Source —
++++++++
Chaudhry Shujaat Hussain, President of the ruling Pakistan Muslim League, a former prime minister and member of General Musharraf's inner circle, said the president understood the ramifications of failing to lift the widely criticised measure.   

"I'm sure it will end in two to three weeks as President Pervez Musharraf is aware of the consequences of long emergency rule," Chaudhry Shujaat Hussain, President of the ruling Pakistan Muslim League, said in the Dawn's Wednesday edition.

Officials have said national elections will still take place in January, but Musharraf has not yet said when the vote will be held or when the emergency will end.   

Pakistani opposition parties will discuss on Wednesday how to overturn emergency rule, hoping to capitalise on international disapproval over the detention of growing numbers of lawyers and political opponents.   

Opposition leader Benazir Bhutto, in her strongest comments since Musharraf assumed emergency powers on Saturday, said the world must make Pakistan's military leader revoke his measures or tell him to quit.  

"If he doesn't, then I believe that the international community must choose between the people of Pakistan and him," Bhutto said in an interview with Britain's Channel 4 News.   

Bhutto, who arrived in the capital Islamabad on Tuesday, was due to meet leaders of smaller parties on Wednesday, though several have been detained.   

She has not yet mobilised her people power on the streets, but said her party will stage a protest rally in the garrison town of Rawalpindi next to Islamabad, on November 9.   

The United States and Britain were joined by the 27-nation European Union in urging Musharraf to release all political detainees, including members of the judiciary, relax media curbs, and seek reconciliation with political opponents.   

The EU said Musharraf should stick to a pledge to step down as army chief this month and hold elections in January.
++++++++
Extracted records —
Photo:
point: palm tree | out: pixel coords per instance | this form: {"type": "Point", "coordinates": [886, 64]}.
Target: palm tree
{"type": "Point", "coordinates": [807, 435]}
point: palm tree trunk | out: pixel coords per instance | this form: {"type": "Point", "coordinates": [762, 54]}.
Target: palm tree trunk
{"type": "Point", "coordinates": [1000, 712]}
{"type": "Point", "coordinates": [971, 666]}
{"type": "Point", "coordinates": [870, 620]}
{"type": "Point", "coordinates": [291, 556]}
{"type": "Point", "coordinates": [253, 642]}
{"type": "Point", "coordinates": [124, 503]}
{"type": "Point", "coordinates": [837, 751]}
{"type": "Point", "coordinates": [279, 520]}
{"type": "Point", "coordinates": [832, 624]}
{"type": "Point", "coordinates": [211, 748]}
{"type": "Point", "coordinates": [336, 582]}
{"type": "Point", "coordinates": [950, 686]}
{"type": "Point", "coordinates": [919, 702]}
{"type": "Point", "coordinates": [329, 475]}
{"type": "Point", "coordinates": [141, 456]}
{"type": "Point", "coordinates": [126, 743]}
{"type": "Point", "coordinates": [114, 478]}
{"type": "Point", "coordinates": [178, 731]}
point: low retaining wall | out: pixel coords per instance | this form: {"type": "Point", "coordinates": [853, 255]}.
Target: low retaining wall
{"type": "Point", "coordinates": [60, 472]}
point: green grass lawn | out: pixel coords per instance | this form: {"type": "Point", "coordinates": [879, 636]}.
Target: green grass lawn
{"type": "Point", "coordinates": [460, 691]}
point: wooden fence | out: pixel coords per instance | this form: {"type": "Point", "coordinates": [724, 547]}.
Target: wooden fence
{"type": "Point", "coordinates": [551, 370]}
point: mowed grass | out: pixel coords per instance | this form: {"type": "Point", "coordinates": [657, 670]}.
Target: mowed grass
++++++++
Exercise brief —
Answer these questions from the report on Pakistan's emergency rule:
(a) Which newspaper edition carried Chaudhry Shujaat Hussain's remarks?
(b) In which town and on what date did Bhutto say her party will stage a protest rally?
(c) According to the EU, by when should Musharraf step down as army chief?

Response —
(a) The Dawn's Wednesday edition.
(b) Rawalpindi, on November 9.
(c) This month.